Write out all the entries again, swapping "photograph" for "image" and changing nothing else. Leave the pictures out.

++++ Supplied data ++++

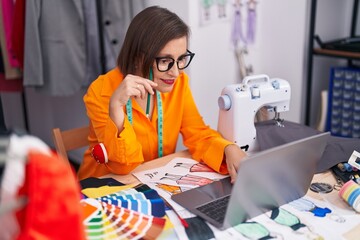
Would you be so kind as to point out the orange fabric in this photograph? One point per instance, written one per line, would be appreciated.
(53, 210)
(138, 142)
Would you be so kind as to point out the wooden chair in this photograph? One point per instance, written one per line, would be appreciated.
(70, 140)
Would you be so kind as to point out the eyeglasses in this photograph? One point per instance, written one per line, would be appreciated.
(164, 64)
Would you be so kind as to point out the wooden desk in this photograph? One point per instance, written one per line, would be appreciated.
(326, 177)
(130, 179)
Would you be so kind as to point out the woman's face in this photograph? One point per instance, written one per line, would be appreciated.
(173, 49)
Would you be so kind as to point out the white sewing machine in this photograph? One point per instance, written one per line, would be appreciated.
(239, 104)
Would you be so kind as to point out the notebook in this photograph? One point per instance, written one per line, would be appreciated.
(266, 180)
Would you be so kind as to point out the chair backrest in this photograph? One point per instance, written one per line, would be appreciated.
(70, 140)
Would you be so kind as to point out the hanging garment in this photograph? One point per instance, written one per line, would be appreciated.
(55, 51)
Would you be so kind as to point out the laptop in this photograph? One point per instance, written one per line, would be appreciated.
(265, 181)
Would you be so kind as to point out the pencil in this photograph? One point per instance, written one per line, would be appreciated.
(183, 221)
(149, 99)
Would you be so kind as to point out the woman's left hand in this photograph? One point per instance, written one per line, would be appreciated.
(233, 157)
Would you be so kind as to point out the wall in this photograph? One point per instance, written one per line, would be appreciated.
(333, 21)
(280, 52)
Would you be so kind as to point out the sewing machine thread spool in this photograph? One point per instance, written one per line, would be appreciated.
(350, 192)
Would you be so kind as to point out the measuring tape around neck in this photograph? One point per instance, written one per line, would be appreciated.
(160, 120)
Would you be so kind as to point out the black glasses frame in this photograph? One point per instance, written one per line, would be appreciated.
(171, 64)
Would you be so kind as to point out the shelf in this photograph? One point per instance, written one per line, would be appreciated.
(337, 53)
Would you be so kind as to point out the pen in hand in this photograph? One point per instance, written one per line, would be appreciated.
(182, 220)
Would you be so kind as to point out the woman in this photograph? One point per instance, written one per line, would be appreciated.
(138, 109)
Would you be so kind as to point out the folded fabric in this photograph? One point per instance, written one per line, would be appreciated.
(53, 206)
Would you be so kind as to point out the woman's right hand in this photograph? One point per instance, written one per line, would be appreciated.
(131, 86)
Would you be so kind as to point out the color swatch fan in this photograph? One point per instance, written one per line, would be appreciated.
(106, 221)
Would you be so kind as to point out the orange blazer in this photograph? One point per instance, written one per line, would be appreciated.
(138, 141)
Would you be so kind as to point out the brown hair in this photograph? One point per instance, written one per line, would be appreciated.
(148, 33)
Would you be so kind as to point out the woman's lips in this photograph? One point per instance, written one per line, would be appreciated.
(168, 81)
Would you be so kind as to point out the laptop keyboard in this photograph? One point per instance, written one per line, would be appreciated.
(215, 209)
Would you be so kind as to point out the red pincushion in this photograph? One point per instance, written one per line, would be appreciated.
(99, 153)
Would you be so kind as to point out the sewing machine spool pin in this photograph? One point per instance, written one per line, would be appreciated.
(239, 103)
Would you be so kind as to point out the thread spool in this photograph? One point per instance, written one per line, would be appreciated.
(350, 192)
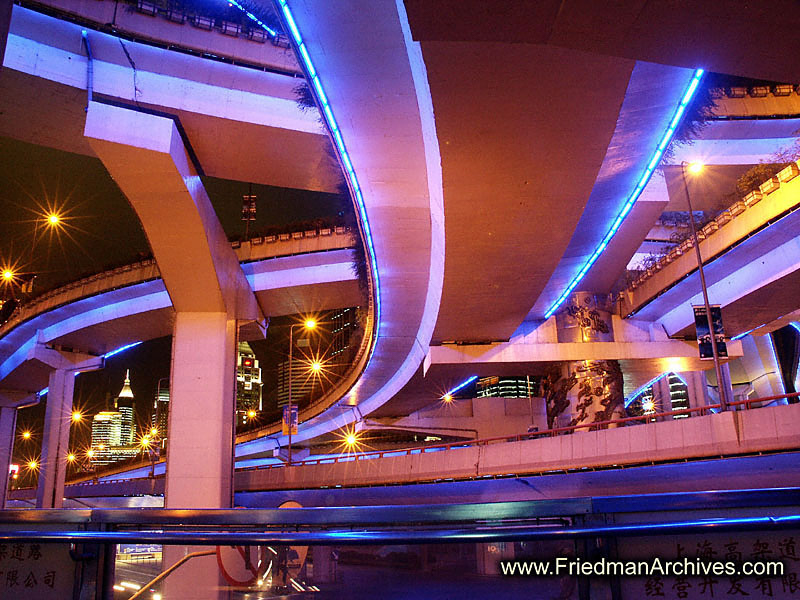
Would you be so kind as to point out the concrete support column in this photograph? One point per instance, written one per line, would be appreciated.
(200, 451)
(697, 388)
(726, 382)
(324, 565)
(8, 423)
(55, 443)
(489, 556)
(588, 390)
(57, 418)
(202, 402)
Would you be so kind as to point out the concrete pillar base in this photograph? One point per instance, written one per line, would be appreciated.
(8, 422)
(202, 397)
(197, 579)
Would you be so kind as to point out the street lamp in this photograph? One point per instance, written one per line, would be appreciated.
(695, 168)
(309, 325)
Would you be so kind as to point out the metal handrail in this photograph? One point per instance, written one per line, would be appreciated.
(164, 574)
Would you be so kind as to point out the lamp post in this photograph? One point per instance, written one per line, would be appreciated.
(696, 168)
(309, 324)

++++

- [Reply]:
Would you be so kind as to point out the orange fabric in this image? One point per instance, written one per line, would be appreciated.
(53, 210)
(138, 142)
Would you be so kind as to point out the wooden chair in this image? One point per instance, written one per line, would be appreciated.
(70, 140)
Would you be so kind as to point out the eyeglasses in this image? One point per instance, written one per line, would be appreciated.
(164, 64)
Would you be so kind as to point out the wooden desk in this image? One point per instance, written one per line, would be appreciated.
(326, 177)
(130, 179)
Would you be so kind as to point out the woman's face in this image? One point per instance, written one per line, would be appreciated.
(173, 49)
Would you be so kind as to point out the white sewing machine in this image? One point per instance, written one per line, would be appreciated.
(239, 104)
Would you be so kind as to point out the notebook in this image? One point per instance, written one per line, would be appreciated.
(266, 180)
Would you be so kind as to point out the chair backrest in this image? One point per instance, written one per line, would be appreciated.
(70, 140)
Would you be so kind as to point out the hanging garment in this image? One point per instance, written one per line, would be appreciated.
(55, 51)
Would you be so kind as to point out the laptop in this image? One point per instance, written one per line, would be appreciated.
(265, 181)
Would you be so kind as to point out the pencil in this image? One point per instance, written one per line, would be appreciated.
(183, 221)
(149, 99)
Would you be so kind as to point out the woman's left hand in this image? One point per instance, written one per line, would be appreciated.
(233, 157)
Would you be so kind as to point out the wall in this image? One point per instance, written one per line, would be appreciated.
(333, 21)
(280, 52)
Would you be so kind as to point out the sewing machine thread spool in this image? One point per instance, written one per line, would be appreciated.
(350, 192)
Would you be so kind as to point out the measuring tape around neck in this image? One point per instance, written one per line, would be appreciated.
(160, 120)
Would you be so kind as to point out the black glasses frame in this image? One point per instance, written one per line, would be appreciated.
(171, 64)
Would you be so kind as to point out the shelf in this image? One point per instance, written one per line, would be appreciated.
(337, 53)
Would you be so kind as to point out the pen in hand in this image? One point per instance, written one per line, would be appreciated.
(182, 220)
Would you be so kind as to point out the woman in this image? One point per instance, written one per line, would be appreciated.
(138, 109)
Would you be so kind as to point out the folded fabric in this image? One point per instance, written one per line, would be appreciated.
(53, 206)
Would you be so kind as to point out the woman's right hand in this image? One point per instance, written one per line, would be appreciated.
(131, 86)
Would you be so kind as to point out the color swatch fan in this image? One point per instance, written one per line, would be appreciated.
(106, 221)
Would you be so kind as to point out the orange blazer in this image? One point per instance, written one per line, would be appreciated.
(138, 141)
Would you be so kind as to point out the brown hair in this image? One point per instance, written one per line, would be appreciated.
(148, 33)
Would you be so kind as to point out the woman's lips in this image? One point per instance, written one per line, would be appreciated.
(168, 81)
Would you be so kind as to point out the laptop keyboard in this image? One point per instance, written one per line, would be appreciated.
(215, 209)
Would you be so kind as to point out the red pincushion in this image? One point per instance, written one per line, would be appreciated.
(99, 153)
Would you be so kind as to point out the sewing machine spool pin in this image? One point per instance, written one per line, would be appreciated.
(239, 103)
Would you be so kind as to point out the thread spool in this image? One point per instance, written one per line, would be appreciated.
(350, 192)
Would you be so kind as to point out the concrete support column in this image? One point per instance, written one per line, would be appreciated.
(200, 451)
(697, 388)
(726, 382)
(324, 565)
(8, 423)
(55, 443)
(489, 556)
(588, 390)
(57, 418)
(202, 402)
Would you be so kind as to point out the concrete pillar base in this image? One point per instance, written one per line, would be appreciated.
(8, 422)
(202, 397)
(197, 579)
Would you be so kind as to point out the street lamp in this image? One point per instance, written one per line, would be appreciated.
(695, 168)
(309, 325)
Would you be so kind as to point out the metal handrail in this image? One point per instance, written one per line, would be appreciated.
(164, 574)
Would you be so kind as to point out the lamp post in this image? One point per instance, written one per line, would be appreciated.
(696, 168)
(309, 324)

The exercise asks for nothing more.